*** Textabschnitt

Text des biblischen Missionsbefehls

Die elf Jünger gingen nach Galiläa auf den Berg, den Jesus ihnen genannt hatte. 17 Und als sie Jesus sahen, fielen sie vor ihm nieder. Einige aber hatten Zweifel. 18 Da trat Jesus auf sie zu und sagte zu ihnen: Mir ist alle Macht gegeben im Himmel und auf der Erde. 19 Darum geht zu allen Völkern und macht alle Menschen zu meinen Jüngern; tauft sie auf den Namen des Vaters und des Sohnes und des Heiligen Geistes, 20 und lehrt sie, alles zu befolgen, was ich euch geboten habe. Seid gewiss: Ich bin bei euch alle Tage bis zum Ende der Welt. (Mt 28,16-20 EU)

Parallelstellen sind: (Mk 16,15-18 EU), (Lk 24,47-49 EU) (Joh 20,21 EU) und (Apg 1,4-8 EU). Im engeren Sinn wird nur der Matthäus-Text mit "Missionsbefehl" bezeichnet.

******
*** Bereitgestellte Einträge

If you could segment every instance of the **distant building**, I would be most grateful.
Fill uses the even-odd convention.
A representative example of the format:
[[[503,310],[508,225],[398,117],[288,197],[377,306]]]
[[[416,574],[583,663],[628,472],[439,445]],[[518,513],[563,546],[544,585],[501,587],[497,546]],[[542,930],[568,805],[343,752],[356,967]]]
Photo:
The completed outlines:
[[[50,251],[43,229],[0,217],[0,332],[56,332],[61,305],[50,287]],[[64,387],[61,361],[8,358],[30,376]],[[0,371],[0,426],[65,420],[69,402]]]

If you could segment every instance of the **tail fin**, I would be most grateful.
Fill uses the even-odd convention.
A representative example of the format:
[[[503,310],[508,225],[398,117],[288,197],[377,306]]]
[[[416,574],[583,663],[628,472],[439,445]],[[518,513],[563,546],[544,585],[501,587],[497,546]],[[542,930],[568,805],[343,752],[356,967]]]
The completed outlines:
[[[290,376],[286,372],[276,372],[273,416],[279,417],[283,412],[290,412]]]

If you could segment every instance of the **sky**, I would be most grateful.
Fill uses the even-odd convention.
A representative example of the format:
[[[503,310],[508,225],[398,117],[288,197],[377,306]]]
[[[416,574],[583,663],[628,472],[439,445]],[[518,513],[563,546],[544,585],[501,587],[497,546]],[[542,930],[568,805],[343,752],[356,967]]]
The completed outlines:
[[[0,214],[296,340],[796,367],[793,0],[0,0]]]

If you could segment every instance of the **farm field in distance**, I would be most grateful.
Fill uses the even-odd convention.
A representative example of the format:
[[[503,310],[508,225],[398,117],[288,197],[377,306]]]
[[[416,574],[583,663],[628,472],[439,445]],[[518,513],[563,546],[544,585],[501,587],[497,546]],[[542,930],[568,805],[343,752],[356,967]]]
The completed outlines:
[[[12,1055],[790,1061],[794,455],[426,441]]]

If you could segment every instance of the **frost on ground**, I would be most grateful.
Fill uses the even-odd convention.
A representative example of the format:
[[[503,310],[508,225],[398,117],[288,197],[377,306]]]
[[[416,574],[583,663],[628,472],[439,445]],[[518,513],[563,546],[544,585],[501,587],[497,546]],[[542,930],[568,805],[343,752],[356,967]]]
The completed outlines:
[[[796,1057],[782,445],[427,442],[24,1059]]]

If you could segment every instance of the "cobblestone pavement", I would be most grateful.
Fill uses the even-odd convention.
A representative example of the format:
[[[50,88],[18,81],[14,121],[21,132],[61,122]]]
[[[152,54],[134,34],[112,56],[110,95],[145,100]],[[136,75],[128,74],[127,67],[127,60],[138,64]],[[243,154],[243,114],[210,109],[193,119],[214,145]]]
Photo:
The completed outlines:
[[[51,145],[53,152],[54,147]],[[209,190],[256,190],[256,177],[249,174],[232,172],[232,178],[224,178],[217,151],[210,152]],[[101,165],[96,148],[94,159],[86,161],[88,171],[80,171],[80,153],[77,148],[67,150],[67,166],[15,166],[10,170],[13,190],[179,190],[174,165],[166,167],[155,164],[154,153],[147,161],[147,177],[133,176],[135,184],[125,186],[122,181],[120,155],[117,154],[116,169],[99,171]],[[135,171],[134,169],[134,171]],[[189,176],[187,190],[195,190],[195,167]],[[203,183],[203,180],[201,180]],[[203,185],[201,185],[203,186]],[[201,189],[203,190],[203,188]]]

******

## Aufgabe
Führe den Text zum biblischen Missionsbefehl im Anschluss an seinen letzten Satz weiter.

## Antwort
Auslegungen

Es gibt in der christlichen Tradition zwei unterschiedliche Auslegungen des Missionsbefehls:

Nach griechischer Grammatik besteht das Zu-Jüngern-machen daraus, zu taufen und zu lehren:

Zwei Schritte (Taufbefehl) : Geht hin und machet alle Völker zu Jüngern indem ihr sie

  1. Taufet
  2. Lehret

Nach semitischer (d. h. aramäischer, hebräischer) Grammatik kann das Zu-Jüngern-machen auch gleichrangig neben Taufe und Lehre stehen.

Drei Schritte (Missionsbefehl):

  1. Geht hin und machet alle Völker zu Jüngern
  2. Taufet sie
  3. Lehret sie

Je nach Missions- und Taufverständnis wird von einer Konfession die eine oder die andere Auslegung bevorzugt.

Sprachlich ist auf jeden Fall die zeitliche Zuordnung von Taufe und Lehre unklar, denn die Taufe wird nur einmal vollzogen, das Lehren fängt - in der ersten Generation von getauften Erwachsenen, um die es hier geht - vor der Taufe an und setzt sich danach fort.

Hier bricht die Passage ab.